**Tasks to carry out**
a) Answer these questions about the Pierre Coffin article:
(i) How old is Coffin's son, Noe?
(ii) Where did Coffin train in animation?
(iii) According to the photo caption, which film did Coffin also co-direct?
b) In one to three sentences, explain why Coffin sees his son in the character Stuart, according to the Pierre Coffin article.
c) Pick up the Pierre Coffin article after its last sentence and keep writing.

**Document excerpt**
Coffin’s own children, his eight-year-old son, Noe, and daughter Julie, 11, don’t appear in the film but their influence pervades the action. “It’s unconscious but when I see the movie I see my little girl in there,” says Coffin, who trained at the Gobelins animation school in Paris before cutting his teeth in 1993 on Steven Spielberg’s We’re Back! A Dinosaur’s Story. “And with Stuart, who is a little grumpy and sarcastic like me, I also see my little boy, who is becoming a teen, so I see those traits appearing dangerously in him.”

Gru and two minions in a scene from Despicable Me 2, also co-directed by Pierre Coffin
Gru and two minions in a scene from Despicable Me 2, also co-directed by Pierre Coffin Photograph: Moviestore/REX

Coffin’s children also provide a handy barometer for what works and what doesn’t.

Image annotation data

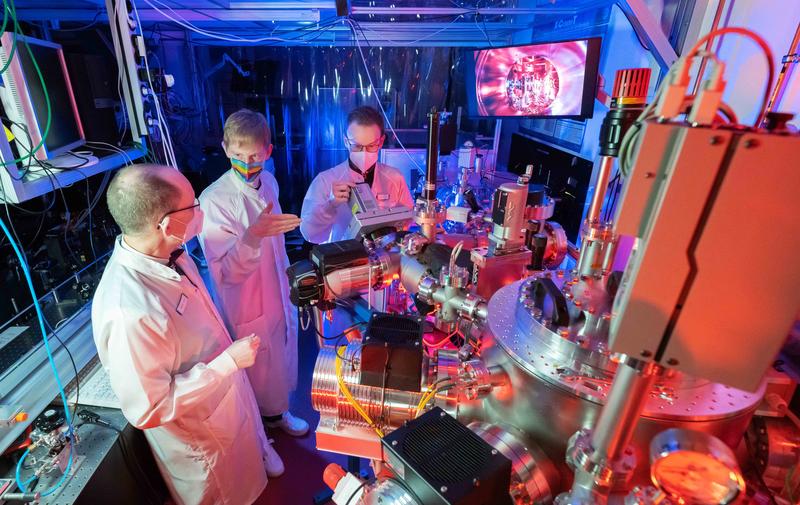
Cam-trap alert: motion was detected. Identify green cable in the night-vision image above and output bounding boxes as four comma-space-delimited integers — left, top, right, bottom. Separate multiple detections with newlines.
3, 0, 53, 166
0, 0, 17, 74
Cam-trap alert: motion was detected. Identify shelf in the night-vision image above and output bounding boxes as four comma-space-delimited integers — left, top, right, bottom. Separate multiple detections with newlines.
0, 148, 145, 203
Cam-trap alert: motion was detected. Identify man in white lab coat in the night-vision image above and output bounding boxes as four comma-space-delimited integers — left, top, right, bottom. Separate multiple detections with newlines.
200, 109, 308, 444
300, 107, 414, 244
92, 165, 283, 505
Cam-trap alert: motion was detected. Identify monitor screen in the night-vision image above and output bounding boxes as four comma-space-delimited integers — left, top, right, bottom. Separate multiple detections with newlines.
468, 38, 600, 118
17, 39, 83, 154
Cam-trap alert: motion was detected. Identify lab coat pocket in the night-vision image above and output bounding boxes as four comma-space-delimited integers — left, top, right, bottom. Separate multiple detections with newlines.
235, 314, 282, 351
203, 382, 246, 451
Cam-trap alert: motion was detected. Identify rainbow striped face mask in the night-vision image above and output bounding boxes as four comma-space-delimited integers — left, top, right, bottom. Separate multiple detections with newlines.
231, 158, 264, 182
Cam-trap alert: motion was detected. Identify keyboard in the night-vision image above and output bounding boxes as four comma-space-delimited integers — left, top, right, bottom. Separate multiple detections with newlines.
69, 366, 121, 409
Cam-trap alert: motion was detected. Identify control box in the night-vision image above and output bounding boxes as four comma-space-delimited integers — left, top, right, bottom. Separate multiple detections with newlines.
360, 313, 424, 392
381, 407, 513, 505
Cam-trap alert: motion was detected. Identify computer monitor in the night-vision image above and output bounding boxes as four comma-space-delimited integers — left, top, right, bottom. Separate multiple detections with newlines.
0, 32, 86, 160
467, 38, 600, 119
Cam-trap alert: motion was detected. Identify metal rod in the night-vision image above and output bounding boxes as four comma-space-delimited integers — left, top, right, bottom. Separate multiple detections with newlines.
592, 363, 657, 462
692, 0, 725, 95
764, 23, 800, 116
586, 156, 614, 225
311, 307, 327, 349
352, 5, 578, 16
422, 107, 439, 202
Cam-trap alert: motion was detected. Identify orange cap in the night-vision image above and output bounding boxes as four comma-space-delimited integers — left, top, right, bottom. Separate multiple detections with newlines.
322, 463, 347, 491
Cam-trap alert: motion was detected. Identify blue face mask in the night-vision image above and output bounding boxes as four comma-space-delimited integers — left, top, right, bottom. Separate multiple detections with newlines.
231, 158, 264, 182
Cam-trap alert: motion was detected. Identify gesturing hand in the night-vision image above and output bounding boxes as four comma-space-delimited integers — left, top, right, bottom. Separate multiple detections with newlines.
225, 335, 261, 369
330, 182, 355, 205
247, 202, 300, 238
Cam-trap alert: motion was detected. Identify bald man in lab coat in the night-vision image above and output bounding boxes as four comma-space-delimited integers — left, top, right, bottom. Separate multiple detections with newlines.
92, 165, 283, 505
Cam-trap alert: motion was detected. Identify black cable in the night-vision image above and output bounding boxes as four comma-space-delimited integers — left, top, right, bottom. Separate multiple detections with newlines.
344, 480, 370, 505
314, 321, 367, 341
75, 409, 161, 505
55, 10, 102, 32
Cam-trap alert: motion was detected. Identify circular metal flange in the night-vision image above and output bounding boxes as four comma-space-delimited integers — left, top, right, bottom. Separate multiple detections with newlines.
488, 276, 764, 421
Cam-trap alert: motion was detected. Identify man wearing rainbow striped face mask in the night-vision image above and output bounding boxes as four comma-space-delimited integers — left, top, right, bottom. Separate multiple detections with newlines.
200, 109, 308, 473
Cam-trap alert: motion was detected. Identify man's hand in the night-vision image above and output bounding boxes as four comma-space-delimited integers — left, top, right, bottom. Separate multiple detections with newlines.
330, 181, 355, 205
225, 335, 261, 369
247, 202, 300, 239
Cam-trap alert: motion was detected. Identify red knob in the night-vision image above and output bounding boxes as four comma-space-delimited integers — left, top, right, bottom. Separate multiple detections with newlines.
322, 463, 347, 491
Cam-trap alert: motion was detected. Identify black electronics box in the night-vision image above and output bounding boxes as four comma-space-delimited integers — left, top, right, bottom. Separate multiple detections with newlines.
311, 240, 369, 279
361, 312, 424, 392
381, 407, 513, 505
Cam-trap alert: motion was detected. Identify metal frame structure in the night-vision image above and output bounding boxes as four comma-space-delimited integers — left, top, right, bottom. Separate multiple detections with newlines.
617, 0, 678, 70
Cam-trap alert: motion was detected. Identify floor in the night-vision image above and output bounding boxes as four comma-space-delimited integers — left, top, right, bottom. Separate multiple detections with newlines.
194, 248, 360, 505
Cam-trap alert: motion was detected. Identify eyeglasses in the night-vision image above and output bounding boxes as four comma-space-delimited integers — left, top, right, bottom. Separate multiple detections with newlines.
344, 135, 383, 153
158, 198, 200, 223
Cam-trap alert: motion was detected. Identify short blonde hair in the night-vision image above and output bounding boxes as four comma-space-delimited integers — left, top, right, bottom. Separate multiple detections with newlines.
222, 109, 272, 147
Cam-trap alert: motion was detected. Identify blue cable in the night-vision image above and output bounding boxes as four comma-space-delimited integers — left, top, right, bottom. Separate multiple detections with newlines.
0, 215, 75, 497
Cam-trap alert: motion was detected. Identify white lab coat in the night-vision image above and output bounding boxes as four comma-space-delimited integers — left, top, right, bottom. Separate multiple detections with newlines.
92, 237, 267, 505
300, 161, 414, 244
200, 170, 297, 416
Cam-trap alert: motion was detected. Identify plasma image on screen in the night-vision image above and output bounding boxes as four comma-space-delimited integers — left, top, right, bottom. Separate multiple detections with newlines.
475, 40, 588, 116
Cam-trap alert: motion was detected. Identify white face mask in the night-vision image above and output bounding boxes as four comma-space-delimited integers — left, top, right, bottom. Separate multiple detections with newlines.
168, 207, 203, 244
350, 149, 380, 174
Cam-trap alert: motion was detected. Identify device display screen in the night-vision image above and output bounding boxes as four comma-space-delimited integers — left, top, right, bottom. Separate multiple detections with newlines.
16, 43, 81, 153
470, 39, 600, 117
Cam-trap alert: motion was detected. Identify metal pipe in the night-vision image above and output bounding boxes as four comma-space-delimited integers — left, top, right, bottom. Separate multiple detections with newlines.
764, 23, 800, 117
567, 242, 581, 260
422, 107, 439, 202
592, 363, 657, 463
586, 156, 614, 226
692, 0, 725, 95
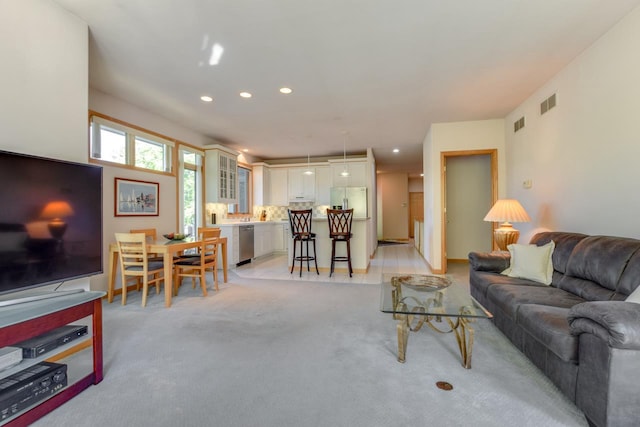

**Answers given**
a)
(i) Eight years old.
(ii) At the Gobelins animation school in Paris.
(iii) Despicable Me 2.

b) Coffin describes Stuart as a little grumpy and sarcastic, like Coffin himself. He sees those same traits appearing in his son, who is becoming a teen.

c)
“Every time I work on a scene or I work on the overall movie, I had my kids unconsciously in mind. Is that going to please them? Is it going to be funny for them? And if it is funny for them, is it going to be funny for their friends and their friends’ friends? I show them pretty much everything before it gets anywhere near the final cut so they also get to see all the sucky stuff I miserably fail on and the stuff I have doubts on.

“If it’s meant to be provoking some kind of a comedic reaction and if it fails then you say, ‘OK, back to the drawing board.’

“I totally trust their judgment and I suppose I use them in quite a sneaky way to try to get the truth out of them because my theory is that if you put kids in front of a movie or a TV series, they have a tendency to gullibly like everything and if they don’t like it, it’s only a sort of mild dislike. They’re not going to hate it; they’re just going to say it was good. It’s a subtle difference but if that’s the case you can tell something’s not quite right.”

With Despicable Me 3 set for a 2017 release and Coffin again directing, the unstoppable rise of yellow fever shows little sign of waning, but resistance does exist in the shape of Coffin’s truculent father.

“My mum had the life of an artist so I’m living her dream a little bit and she’s super proud of me, but my father, who is nearly 90, it’s fair to say he’s not really embracing my success.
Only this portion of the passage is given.